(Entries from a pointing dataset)
###

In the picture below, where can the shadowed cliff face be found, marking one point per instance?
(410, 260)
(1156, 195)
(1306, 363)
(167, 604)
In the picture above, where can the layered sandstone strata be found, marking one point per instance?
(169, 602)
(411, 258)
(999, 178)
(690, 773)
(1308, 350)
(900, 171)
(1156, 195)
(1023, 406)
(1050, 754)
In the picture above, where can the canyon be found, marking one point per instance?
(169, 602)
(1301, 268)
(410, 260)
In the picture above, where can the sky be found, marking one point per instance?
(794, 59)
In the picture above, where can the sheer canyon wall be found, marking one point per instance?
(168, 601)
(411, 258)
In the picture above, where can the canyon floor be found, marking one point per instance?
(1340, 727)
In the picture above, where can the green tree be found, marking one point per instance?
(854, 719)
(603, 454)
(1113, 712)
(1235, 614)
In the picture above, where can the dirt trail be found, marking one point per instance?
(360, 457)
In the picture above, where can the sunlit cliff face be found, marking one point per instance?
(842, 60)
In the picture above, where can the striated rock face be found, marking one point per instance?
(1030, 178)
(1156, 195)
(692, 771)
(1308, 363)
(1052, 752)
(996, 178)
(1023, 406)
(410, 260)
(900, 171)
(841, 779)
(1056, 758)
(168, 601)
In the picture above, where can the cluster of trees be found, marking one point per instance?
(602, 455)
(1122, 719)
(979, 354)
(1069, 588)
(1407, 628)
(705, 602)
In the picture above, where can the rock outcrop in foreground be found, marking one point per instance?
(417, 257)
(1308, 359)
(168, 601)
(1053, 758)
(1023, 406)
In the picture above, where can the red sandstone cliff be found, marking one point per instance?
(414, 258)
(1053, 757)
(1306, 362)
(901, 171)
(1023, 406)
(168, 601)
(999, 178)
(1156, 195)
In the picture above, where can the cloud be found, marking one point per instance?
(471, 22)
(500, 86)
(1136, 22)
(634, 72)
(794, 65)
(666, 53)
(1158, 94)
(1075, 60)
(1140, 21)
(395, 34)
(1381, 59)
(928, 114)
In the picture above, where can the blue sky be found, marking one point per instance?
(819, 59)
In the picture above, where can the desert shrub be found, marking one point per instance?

###

▶ [EXERCISE GOAL]
Repeat only the stretch of lines starting at the one containing "In the picture above, where can the striated" and running to the final line of the entries above.

▶ [ANSWER TO THE EXERCISE]
In the picture above, where can the striated rock face be found, marking one point per instance?
(1030, 178)
(1156, 195)
(692, 771)
(1308, 363)
(1052, 752)
(996, 178)
(1023, 406)
(410, 260)
(900, 171)
(841, 779)
(1056, 758)
(168, 601)
In the picture above, where can the cluster of trees be found, marking one point per instance?
(602, 455)
(1122, 719)
(979, 354)
(1069, 588)
(1407, 628)
(705, 602)
In the picture above, where can the rock outcrop in foreground be found, marking one point per instance?
(417, 257)
(1308, 359)
(168, 601)
(1053, 758)
(1023, 406)
In the picture above, where can the red sandstone cliff be found, marking one point per instance?
(414, 258)
(1053, 757)
(1306, 362)
(901, 171)
(1023, 406)
(168, 601)
(999, 178)
(1156, 195)
In the picture above, where can the cloud be found, marking one point per instance?
(471, 22)
(500, 86)
(1136, 22)
(634, 72)
(794, 65)
(666, 53)
(1158, 94)
(1075, 60)
(1140, 21)
(395, 34)
(1381, 59)
(928, 114)
In the picture above, where can the blue sky be found, marking one point per instance?
(819, 59)
In the picture above, where can the desert shrub be found, marking one point per instance?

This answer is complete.